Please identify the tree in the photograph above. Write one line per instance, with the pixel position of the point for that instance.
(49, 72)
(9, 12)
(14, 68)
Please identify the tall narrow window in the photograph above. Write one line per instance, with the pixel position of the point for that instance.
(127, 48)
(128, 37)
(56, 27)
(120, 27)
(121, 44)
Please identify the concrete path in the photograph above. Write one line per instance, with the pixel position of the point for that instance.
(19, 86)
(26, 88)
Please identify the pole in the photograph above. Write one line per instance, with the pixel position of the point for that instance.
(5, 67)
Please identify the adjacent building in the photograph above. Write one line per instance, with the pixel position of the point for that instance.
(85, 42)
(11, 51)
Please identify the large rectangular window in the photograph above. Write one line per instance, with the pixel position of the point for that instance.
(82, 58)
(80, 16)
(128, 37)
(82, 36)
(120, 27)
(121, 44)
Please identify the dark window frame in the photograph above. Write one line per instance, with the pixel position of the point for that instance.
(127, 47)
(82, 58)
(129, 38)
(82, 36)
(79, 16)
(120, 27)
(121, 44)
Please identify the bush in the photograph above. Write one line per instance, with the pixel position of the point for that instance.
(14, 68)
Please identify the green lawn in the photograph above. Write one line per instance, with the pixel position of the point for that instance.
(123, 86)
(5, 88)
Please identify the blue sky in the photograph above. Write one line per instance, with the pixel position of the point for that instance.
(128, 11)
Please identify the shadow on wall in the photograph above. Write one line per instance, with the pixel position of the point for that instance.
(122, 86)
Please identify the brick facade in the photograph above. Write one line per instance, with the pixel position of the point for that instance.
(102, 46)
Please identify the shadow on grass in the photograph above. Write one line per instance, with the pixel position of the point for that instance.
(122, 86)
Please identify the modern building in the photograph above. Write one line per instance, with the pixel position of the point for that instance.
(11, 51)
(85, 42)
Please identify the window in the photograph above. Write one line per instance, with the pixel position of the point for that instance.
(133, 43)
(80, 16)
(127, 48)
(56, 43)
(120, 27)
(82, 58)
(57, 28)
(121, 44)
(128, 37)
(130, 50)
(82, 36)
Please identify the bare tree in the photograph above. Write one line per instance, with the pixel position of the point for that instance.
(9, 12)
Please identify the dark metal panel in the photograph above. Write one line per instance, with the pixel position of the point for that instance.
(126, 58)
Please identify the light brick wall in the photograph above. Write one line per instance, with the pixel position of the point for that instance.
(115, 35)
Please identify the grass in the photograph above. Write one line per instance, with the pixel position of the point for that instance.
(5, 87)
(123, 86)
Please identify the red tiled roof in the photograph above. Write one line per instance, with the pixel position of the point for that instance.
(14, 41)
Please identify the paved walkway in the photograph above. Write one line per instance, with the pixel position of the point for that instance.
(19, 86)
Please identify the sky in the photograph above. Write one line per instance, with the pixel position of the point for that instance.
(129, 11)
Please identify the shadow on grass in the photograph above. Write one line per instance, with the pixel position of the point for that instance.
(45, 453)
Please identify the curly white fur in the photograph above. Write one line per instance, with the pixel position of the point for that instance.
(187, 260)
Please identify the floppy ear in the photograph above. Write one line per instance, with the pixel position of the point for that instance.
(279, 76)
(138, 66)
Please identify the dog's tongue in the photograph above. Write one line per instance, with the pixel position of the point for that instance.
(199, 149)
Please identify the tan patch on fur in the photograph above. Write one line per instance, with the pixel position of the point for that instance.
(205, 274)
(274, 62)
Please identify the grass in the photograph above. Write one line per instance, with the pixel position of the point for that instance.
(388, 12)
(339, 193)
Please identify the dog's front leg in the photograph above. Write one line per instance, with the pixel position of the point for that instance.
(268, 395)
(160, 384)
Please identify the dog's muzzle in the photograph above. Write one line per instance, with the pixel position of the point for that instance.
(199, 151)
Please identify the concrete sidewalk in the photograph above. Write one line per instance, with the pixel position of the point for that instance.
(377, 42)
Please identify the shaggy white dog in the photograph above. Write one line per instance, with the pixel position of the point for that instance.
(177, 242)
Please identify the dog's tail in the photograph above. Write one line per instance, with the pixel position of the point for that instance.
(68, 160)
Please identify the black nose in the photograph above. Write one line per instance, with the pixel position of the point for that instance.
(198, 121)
---
▶ [OBJECTIVE]: Rescale the rows from the line containing "Please identify the shaggy" through the last line of the rows, both included. Reproduce every line, requests included, and multiply each coordinate in the answers by 0.2, rounding to whole numbers with halves rounded up.

▶ [FINAL ANSWER]:
Please identify the shaggy white dog in the photograph above. Write one line per instance, with the pixel position of the point for that instance.
(35, 48)
Please identify the dog's tail in the photograph above. Write one line per instance, with the pixel position of the point for that instance.
(14, 32)
Please identify the black nose in the photograph above. Write one line per instance, with the pixel position of the point for that instance.
(40, 24)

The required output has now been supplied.